# Document passage start
President of the Supreme Court of Sweden
- Incumbent
- Assumed office 1 September 2018
- Monarch: Carl XVI Gustaf
- Prime Minister: Stefan Löfven Magdalena Andersson Ulf Kristersson
- Preceded by: Stefan Lindskog

Justice of the Supreme Court of Sweden
- In office 2013–2018

Personal details
- Born: 6 September 1961 (age 64)
- Education: Uppsala University

= Anders Eka =

Justice of Swedish Supreme Court

Anders Bror Eka (born 6 September 1961) is a Swedish lawyer. Since 2013, he is a Justice of the Supreme Court. In 2018, he was appointed Chief Justice of the Supreme Court.

Anders Eka graduated in law at Uppsala University in 1987 and did service as a law clerk at District Court in 1987–1990. He became a Legal Clerk at Svea Court of Appeal in 1991 and was appointed Associate Judge in 1995. In 1995–1997, Anders Eka worked as a Legal Adviser at the Ministry of Justice and was then Administrative Director in Svea Court of Appeal from 1997 to 2000. Appointed Judge of Appeal at Svea Court of Appeal in 2000, he was an Administrative Director at the Chancellor of Justice's Office in 2000–2003. Anders Eka was appointed Senior Judge in Stockholm District Court in 2003. In 2004–2008, he worked as Administrative Director and Chief Secreraty to the Working Committee on Constitutional Reform. Eka was appointed Senior Judge of Appeal and Head of Division in Svea Court of Appeal in 2009 and Chief Judge in Stockholm District Court in 2010. In 2013, the Government appointed him Justice of the Supreme Court (Swedish: justitieråd). In 2018, he was appointed Chief Justice of the Supreme Court. He took office on 1 September 2018.
# Document passage end
# Listed entries start
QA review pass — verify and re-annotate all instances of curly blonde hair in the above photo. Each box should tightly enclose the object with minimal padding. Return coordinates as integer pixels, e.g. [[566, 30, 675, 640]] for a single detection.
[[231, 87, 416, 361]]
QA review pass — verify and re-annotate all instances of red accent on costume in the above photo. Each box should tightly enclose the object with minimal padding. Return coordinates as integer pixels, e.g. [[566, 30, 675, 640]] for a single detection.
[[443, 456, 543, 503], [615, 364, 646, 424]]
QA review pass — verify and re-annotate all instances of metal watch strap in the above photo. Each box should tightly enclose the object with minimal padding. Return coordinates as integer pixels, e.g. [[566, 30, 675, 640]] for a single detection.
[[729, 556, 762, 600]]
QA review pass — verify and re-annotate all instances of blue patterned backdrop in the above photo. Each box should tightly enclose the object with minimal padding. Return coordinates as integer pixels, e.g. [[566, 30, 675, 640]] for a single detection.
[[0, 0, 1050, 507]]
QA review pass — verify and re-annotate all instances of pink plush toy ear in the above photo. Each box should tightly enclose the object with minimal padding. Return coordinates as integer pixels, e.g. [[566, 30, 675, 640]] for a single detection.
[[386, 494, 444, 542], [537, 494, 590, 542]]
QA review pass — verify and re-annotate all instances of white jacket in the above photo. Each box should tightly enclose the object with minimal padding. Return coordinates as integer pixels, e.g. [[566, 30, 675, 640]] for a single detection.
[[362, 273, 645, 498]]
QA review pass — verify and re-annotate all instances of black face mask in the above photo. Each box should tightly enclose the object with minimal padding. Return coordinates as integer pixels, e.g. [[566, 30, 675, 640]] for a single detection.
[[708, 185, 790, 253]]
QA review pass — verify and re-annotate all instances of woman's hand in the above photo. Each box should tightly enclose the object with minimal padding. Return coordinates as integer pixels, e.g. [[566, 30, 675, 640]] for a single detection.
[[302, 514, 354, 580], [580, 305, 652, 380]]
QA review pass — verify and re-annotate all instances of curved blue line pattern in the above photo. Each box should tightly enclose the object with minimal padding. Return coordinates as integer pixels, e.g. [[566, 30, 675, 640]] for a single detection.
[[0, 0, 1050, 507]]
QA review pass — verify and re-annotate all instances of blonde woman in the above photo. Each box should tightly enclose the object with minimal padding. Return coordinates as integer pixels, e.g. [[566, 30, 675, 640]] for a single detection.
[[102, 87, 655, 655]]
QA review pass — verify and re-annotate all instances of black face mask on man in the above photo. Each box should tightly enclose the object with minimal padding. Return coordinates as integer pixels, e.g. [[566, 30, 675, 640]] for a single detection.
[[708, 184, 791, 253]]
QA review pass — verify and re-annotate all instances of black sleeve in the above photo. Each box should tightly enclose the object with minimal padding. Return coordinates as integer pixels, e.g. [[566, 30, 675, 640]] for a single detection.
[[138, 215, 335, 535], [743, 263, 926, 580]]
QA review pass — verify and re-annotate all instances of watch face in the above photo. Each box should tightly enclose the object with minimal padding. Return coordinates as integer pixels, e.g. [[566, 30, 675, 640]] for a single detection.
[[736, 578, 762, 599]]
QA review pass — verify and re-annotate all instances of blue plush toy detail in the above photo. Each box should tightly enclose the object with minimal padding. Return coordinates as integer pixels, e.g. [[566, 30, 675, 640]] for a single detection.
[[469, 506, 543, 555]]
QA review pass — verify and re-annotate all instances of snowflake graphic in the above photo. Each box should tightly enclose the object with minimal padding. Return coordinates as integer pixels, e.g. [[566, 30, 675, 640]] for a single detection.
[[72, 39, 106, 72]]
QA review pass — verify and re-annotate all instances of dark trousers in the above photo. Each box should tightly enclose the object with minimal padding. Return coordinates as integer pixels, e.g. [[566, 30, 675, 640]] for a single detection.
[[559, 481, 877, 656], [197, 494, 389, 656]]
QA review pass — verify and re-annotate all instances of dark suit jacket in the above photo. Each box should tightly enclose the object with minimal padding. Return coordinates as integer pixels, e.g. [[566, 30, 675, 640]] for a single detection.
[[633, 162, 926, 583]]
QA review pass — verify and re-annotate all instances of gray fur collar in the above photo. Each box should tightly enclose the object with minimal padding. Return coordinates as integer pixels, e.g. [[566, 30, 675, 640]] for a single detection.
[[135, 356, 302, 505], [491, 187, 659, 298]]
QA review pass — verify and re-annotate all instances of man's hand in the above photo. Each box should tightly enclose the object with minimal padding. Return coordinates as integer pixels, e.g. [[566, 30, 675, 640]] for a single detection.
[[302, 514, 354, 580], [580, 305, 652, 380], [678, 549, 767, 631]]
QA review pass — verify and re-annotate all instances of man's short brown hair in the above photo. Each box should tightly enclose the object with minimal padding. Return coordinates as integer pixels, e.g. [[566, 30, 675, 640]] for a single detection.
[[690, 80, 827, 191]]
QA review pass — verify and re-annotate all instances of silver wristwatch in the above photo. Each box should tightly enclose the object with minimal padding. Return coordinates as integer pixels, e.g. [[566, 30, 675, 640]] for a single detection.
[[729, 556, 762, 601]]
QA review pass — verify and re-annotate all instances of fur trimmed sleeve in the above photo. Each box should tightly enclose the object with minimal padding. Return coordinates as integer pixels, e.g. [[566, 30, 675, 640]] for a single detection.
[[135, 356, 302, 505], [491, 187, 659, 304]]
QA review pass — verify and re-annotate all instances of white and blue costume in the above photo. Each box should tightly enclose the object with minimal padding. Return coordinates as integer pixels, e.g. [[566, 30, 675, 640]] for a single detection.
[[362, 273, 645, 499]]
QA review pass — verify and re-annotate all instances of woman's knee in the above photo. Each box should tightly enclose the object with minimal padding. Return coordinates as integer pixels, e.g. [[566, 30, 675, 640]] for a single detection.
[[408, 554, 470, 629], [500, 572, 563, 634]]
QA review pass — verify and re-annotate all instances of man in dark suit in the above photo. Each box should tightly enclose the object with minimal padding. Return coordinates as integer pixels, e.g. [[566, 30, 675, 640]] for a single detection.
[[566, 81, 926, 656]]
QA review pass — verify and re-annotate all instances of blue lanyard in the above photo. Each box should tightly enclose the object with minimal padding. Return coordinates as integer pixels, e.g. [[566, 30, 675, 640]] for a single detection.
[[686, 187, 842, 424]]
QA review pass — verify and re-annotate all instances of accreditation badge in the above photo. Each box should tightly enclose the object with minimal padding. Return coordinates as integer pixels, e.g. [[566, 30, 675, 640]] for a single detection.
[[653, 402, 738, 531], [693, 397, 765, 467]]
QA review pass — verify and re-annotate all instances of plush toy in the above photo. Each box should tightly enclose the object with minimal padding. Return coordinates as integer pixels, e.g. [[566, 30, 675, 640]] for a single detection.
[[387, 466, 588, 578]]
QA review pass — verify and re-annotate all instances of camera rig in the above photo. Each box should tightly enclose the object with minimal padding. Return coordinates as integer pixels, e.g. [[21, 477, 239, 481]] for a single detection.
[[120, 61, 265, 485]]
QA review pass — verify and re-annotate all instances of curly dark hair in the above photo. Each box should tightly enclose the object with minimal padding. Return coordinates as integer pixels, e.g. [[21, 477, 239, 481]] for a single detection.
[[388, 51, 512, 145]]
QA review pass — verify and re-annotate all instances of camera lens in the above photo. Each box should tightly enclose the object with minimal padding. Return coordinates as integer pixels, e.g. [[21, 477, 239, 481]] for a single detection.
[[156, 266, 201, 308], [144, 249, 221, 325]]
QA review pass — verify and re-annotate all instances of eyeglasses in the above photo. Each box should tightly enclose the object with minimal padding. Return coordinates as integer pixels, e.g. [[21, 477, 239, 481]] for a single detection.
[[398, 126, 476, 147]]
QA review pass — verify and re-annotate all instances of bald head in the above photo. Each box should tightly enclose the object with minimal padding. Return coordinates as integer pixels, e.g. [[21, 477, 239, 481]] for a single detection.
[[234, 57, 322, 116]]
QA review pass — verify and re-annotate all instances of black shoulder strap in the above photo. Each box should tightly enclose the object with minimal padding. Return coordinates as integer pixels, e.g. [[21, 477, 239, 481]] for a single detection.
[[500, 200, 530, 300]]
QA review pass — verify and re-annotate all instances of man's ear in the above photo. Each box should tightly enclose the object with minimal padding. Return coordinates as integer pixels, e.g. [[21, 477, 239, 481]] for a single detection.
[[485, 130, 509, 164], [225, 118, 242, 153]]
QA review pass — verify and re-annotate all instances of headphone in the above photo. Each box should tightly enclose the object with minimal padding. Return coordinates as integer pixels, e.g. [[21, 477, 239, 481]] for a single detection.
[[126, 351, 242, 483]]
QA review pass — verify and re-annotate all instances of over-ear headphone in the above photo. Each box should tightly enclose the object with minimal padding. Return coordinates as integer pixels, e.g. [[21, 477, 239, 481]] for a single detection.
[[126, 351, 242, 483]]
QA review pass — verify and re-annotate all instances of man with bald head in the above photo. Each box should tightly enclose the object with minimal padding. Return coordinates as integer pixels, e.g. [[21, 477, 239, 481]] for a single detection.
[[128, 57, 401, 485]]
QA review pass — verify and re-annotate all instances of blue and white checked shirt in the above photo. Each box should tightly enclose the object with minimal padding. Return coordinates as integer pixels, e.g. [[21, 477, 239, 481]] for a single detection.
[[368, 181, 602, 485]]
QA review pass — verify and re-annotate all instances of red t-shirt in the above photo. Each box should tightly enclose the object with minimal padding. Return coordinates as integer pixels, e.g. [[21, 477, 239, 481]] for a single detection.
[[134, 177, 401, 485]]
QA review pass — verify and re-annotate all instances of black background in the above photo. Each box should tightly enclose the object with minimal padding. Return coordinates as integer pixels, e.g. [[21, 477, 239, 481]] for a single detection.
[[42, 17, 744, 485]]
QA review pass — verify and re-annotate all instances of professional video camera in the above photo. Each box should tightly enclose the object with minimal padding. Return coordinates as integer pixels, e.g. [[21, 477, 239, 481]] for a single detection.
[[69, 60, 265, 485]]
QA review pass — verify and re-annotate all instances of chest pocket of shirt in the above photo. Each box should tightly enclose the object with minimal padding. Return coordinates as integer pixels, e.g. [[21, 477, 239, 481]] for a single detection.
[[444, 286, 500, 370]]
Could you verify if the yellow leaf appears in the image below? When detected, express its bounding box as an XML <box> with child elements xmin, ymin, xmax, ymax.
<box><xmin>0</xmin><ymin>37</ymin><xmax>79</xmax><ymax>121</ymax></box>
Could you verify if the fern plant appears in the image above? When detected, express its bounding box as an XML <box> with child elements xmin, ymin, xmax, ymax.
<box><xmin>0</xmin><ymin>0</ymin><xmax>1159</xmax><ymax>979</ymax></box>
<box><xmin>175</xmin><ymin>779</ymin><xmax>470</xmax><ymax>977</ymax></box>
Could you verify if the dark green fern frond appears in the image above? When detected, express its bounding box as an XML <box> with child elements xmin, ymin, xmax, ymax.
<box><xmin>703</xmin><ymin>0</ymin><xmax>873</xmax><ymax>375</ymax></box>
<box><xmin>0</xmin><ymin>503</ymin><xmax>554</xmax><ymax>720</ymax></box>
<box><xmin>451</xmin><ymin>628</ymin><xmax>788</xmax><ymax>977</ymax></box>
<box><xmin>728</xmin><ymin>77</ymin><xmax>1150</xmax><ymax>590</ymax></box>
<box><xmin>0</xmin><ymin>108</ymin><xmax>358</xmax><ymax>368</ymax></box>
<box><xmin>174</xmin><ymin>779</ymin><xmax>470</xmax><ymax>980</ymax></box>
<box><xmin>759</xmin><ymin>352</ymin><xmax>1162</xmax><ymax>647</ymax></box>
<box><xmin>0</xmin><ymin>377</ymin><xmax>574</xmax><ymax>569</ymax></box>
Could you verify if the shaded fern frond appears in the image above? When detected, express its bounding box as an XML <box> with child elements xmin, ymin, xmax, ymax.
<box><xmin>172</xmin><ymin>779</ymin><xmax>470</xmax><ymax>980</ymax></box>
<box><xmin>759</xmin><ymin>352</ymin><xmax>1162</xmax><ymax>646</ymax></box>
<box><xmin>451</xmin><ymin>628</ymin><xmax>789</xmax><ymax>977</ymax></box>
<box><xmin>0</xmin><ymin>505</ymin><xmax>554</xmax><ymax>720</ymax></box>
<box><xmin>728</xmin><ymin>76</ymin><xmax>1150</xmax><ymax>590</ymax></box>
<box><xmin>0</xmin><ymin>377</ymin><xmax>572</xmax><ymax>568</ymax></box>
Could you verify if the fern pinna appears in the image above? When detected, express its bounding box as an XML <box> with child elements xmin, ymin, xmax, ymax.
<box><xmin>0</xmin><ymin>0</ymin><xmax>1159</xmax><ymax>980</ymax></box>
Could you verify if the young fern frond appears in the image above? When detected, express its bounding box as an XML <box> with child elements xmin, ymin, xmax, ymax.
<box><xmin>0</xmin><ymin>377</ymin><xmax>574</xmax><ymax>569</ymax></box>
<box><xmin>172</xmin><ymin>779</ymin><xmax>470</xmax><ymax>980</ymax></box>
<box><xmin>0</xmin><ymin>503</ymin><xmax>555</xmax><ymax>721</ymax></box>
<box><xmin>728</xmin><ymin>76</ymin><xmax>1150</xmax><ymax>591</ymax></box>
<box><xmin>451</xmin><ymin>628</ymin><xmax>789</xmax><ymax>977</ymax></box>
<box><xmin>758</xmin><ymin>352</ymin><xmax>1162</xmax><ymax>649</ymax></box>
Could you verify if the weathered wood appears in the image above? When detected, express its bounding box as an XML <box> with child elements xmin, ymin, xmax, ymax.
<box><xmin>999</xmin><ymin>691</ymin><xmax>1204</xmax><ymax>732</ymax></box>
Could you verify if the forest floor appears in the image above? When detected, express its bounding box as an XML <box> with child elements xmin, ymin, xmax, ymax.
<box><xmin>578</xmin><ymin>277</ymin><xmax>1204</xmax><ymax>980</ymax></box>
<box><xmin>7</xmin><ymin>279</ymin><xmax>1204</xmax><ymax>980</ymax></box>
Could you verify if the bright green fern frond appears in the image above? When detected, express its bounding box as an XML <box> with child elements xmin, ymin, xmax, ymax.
# Listed entries end
Problem description
From the Anders Eka biography above, copy the passage that starts at "President of the" up to and including "1961 (age 64)".

Result below
President of the Supreme Court of Sweden
- Incumbent
- Assumed office 1 September 2018
- Monarch: Carl XVI Gustaf
- Prime Minister: Stefan Löfven Magdalena Andersson Ulf Kristersson
- Preceded by: Stefan Lindskog

Justice of the Supreme Court of Sweden
- In office 2013–2018

Personal details
- Born: 6 September 1961 (age 64)